- _Directions for this task_
Your task is to copy every line of the entries that contains "beige".

(Photo-based referring expression data)
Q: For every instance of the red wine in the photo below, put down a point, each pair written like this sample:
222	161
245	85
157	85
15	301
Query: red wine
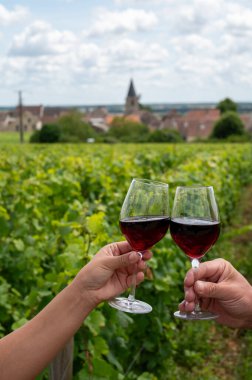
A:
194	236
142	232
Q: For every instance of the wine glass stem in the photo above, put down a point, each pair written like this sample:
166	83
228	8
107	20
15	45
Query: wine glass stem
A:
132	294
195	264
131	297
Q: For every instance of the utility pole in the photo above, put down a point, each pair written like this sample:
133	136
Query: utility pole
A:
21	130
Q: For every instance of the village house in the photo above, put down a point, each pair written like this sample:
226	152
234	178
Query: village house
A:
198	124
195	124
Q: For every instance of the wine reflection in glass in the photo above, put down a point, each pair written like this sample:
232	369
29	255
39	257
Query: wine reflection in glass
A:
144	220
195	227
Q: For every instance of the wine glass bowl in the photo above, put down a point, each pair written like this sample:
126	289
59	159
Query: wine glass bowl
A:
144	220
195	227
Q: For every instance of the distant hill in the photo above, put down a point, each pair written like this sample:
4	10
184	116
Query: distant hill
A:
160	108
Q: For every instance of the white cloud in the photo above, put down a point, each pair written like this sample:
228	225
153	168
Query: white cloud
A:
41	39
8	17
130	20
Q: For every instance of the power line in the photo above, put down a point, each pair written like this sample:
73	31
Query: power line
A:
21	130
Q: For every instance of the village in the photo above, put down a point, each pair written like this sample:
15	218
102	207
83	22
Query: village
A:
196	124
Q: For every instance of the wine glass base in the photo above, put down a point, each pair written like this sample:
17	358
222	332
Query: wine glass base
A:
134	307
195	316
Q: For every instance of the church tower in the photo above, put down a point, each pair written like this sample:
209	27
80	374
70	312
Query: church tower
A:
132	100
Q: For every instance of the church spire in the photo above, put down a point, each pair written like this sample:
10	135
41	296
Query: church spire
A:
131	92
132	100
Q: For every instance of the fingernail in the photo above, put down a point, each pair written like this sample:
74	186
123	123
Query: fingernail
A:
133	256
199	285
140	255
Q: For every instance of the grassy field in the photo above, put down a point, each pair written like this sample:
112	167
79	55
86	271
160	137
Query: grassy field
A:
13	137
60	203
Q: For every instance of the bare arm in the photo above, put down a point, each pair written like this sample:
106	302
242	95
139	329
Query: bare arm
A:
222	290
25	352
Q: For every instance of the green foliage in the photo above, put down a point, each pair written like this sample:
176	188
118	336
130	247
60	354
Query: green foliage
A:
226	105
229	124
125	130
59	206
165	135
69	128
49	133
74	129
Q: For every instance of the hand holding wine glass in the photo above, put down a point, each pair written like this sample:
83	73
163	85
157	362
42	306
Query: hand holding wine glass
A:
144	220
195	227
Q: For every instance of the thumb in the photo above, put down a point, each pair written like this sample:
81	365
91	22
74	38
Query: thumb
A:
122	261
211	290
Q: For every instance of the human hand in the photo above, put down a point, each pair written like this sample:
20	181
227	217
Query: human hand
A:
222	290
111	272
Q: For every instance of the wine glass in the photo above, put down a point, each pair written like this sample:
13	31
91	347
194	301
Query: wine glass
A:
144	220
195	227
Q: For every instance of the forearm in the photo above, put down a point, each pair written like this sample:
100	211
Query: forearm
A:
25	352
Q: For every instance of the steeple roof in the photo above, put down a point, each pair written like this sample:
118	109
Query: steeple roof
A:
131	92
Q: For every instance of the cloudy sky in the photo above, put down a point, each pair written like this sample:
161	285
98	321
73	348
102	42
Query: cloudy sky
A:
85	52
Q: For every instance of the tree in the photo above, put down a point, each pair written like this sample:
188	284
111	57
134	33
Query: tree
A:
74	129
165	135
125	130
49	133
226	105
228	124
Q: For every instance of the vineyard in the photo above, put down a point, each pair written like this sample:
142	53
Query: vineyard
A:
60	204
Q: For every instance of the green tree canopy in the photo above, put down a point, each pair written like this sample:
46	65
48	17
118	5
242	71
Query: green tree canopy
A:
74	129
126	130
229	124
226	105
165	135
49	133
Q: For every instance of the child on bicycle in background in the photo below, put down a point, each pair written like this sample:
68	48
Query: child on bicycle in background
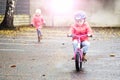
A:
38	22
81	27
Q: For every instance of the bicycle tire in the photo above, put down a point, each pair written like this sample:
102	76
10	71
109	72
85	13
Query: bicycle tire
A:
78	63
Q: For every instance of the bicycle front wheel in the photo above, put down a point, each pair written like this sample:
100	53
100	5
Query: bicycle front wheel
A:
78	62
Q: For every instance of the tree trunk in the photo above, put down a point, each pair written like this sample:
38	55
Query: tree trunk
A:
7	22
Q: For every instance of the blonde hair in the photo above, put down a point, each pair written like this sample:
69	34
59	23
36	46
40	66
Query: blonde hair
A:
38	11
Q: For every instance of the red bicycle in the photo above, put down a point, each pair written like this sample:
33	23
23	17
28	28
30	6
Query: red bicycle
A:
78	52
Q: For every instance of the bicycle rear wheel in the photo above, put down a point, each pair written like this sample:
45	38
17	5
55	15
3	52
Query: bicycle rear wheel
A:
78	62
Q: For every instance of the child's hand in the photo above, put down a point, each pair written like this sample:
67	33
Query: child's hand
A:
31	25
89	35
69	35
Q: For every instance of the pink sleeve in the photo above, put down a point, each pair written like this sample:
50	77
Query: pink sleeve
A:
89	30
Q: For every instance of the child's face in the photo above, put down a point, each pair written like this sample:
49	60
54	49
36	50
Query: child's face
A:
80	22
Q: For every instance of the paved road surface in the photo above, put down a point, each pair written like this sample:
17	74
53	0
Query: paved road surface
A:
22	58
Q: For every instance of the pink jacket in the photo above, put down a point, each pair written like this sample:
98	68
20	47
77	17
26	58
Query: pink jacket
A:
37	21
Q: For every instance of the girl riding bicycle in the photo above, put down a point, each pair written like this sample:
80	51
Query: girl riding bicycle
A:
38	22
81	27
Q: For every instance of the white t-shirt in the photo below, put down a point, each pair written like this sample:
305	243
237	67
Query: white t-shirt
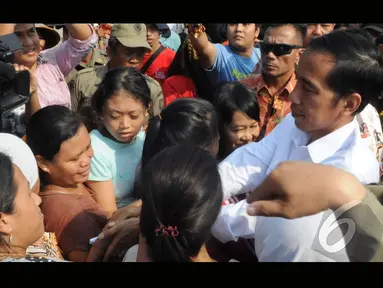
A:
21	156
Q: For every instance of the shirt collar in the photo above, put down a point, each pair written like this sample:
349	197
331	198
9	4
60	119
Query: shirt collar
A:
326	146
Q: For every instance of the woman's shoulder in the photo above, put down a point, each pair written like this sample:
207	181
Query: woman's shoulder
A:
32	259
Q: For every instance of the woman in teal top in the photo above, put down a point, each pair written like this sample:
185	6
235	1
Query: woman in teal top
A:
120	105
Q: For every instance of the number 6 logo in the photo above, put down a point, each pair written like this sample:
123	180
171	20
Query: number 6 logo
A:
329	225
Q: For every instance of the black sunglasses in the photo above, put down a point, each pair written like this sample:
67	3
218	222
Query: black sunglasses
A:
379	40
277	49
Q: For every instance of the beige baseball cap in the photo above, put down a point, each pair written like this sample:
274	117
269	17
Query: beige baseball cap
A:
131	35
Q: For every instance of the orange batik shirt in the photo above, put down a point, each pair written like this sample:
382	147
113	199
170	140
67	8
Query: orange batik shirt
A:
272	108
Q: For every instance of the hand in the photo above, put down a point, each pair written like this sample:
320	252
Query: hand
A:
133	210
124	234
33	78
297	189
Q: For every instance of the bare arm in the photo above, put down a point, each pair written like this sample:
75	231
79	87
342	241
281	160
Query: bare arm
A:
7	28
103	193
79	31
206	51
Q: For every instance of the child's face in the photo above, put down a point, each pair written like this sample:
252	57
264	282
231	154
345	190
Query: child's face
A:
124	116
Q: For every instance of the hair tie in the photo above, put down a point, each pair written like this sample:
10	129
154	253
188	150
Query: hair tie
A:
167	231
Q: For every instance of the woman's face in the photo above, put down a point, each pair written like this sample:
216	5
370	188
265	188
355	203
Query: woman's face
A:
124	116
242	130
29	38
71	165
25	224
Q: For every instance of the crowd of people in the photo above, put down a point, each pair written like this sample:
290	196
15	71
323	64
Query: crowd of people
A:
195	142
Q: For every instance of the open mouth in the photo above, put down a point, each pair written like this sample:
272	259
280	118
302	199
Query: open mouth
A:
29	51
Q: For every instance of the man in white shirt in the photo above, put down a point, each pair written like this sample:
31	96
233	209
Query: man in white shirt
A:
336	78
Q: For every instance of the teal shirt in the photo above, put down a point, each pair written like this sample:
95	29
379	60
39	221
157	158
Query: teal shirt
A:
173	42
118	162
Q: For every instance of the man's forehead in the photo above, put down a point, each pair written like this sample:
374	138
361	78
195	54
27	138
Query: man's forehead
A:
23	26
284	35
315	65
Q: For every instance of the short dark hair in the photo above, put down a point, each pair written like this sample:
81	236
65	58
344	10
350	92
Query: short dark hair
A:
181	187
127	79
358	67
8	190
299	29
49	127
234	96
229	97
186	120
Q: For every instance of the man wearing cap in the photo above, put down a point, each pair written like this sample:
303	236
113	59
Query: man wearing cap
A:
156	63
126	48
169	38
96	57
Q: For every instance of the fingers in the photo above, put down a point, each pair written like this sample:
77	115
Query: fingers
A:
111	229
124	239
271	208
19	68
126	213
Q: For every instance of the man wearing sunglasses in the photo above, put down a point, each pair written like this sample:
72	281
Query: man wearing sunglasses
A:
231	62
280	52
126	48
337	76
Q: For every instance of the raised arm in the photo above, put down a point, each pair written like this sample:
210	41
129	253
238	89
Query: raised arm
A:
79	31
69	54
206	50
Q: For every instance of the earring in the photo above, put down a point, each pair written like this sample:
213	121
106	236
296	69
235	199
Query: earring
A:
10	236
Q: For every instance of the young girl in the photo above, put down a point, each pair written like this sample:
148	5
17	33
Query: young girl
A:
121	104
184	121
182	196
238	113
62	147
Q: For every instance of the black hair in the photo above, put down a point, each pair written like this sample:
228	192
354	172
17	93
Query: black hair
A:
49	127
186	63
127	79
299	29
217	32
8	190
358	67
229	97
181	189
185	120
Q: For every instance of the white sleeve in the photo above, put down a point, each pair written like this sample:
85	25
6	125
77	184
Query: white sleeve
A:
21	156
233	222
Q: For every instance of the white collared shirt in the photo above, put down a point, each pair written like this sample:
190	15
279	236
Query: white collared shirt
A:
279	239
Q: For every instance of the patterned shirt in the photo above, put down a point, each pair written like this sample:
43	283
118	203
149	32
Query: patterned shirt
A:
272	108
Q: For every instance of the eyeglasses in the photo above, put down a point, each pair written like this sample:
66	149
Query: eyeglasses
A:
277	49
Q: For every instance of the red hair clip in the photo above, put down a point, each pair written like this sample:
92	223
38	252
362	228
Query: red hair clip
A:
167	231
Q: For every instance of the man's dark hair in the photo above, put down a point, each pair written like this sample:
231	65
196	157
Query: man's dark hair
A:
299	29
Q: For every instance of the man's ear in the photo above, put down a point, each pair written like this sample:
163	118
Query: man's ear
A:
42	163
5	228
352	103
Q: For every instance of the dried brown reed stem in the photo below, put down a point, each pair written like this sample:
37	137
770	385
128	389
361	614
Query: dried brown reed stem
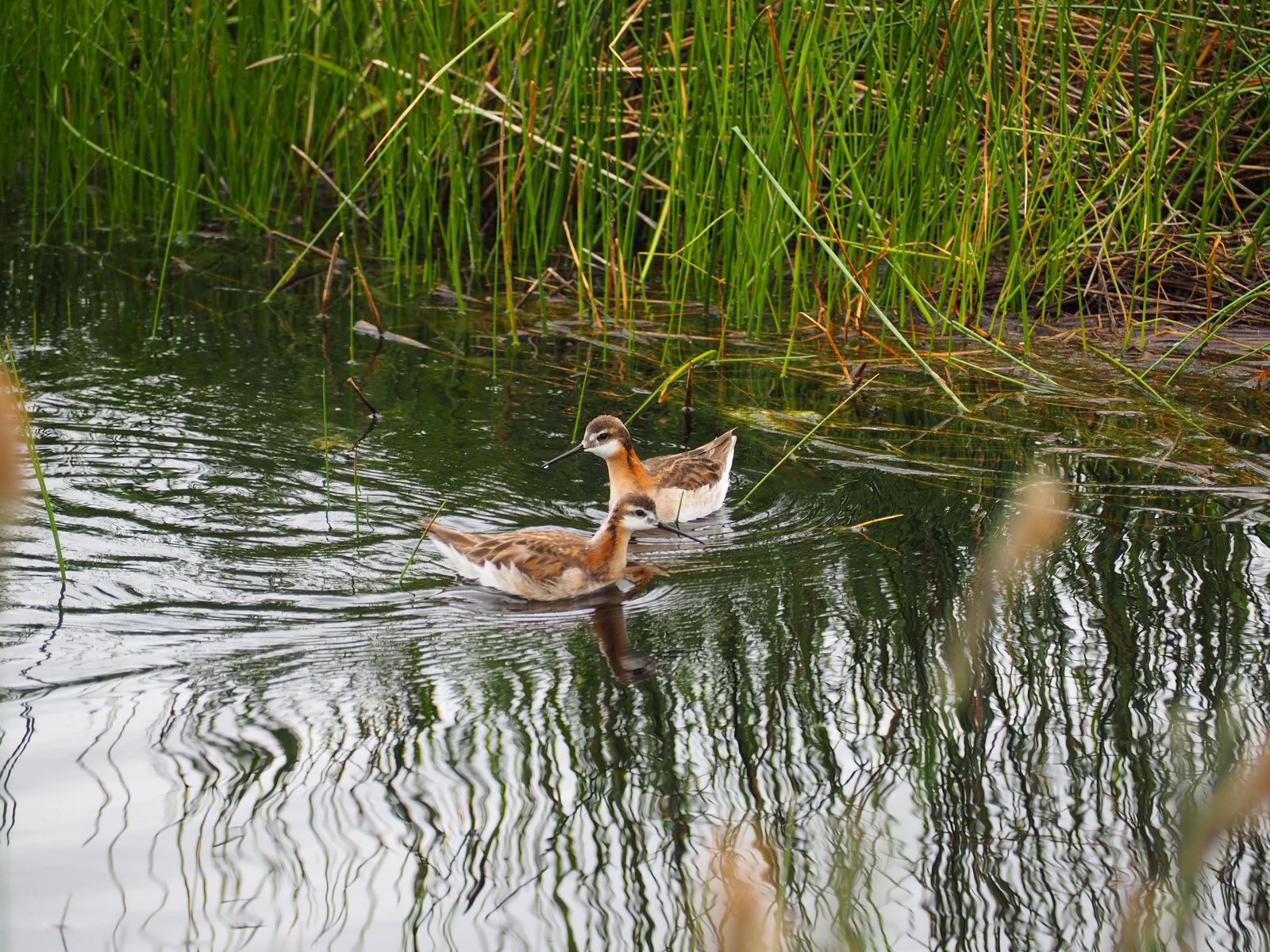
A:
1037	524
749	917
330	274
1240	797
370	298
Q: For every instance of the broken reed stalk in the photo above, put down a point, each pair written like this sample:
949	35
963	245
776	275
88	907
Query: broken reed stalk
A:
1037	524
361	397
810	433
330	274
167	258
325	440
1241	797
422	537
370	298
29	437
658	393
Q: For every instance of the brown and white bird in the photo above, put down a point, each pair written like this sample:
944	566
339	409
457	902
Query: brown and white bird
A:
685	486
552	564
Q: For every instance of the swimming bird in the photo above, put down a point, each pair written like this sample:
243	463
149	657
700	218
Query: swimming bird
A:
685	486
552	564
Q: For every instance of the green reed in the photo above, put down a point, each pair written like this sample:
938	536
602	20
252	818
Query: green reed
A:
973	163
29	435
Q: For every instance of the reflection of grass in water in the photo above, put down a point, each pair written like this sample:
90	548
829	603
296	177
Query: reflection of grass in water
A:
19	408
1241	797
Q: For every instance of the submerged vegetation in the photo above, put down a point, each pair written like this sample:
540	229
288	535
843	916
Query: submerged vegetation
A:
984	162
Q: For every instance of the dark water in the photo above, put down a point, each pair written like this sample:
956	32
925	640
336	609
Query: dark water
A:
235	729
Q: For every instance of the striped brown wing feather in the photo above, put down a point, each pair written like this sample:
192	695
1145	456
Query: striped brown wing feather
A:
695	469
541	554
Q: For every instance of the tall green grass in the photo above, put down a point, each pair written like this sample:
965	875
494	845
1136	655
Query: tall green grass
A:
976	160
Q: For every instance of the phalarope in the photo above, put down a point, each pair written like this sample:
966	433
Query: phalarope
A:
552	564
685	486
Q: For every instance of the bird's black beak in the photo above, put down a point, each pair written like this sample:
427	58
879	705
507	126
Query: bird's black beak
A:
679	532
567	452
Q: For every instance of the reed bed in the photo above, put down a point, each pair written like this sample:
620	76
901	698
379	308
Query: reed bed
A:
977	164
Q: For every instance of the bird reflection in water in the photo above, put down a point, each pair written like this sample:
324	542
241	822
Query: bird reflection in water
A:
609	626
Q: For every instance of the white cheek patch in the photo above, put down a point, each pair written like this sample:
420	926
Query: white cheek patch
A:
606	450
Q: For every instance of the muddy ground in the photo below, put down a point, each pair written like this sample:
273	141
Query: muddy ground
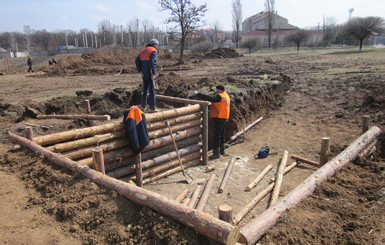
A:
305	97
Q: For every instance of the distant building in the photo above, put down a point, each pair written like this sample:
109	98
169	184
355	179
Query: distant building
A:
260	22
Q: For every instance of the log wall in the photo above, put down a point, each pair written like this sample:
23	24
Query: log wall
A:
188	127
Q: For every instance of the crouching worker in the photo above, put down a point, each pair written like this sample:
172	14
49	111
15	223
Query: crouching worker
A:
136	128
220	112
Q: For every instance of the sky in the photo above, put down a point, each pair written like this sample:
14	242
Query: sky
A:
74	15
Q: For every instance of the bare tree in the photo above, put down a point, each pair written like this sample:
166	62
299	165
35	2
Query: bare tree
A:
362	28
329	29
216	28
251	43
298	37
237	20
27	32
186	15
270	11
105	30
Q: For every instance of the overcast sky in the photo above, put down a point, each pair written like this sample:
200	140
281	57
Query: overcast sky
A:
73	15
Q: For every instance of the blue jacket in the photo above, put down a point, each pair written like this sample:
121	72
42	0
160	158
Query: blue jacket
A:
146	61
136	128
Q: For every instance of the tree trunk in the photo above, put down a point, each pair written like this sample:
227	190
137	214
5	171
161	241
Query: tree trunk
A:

- _Expected answer_
Q: For every instance of the beige baseball cap in the photo above, put down a point, each pair written like this sample:
Query: beige baseball cap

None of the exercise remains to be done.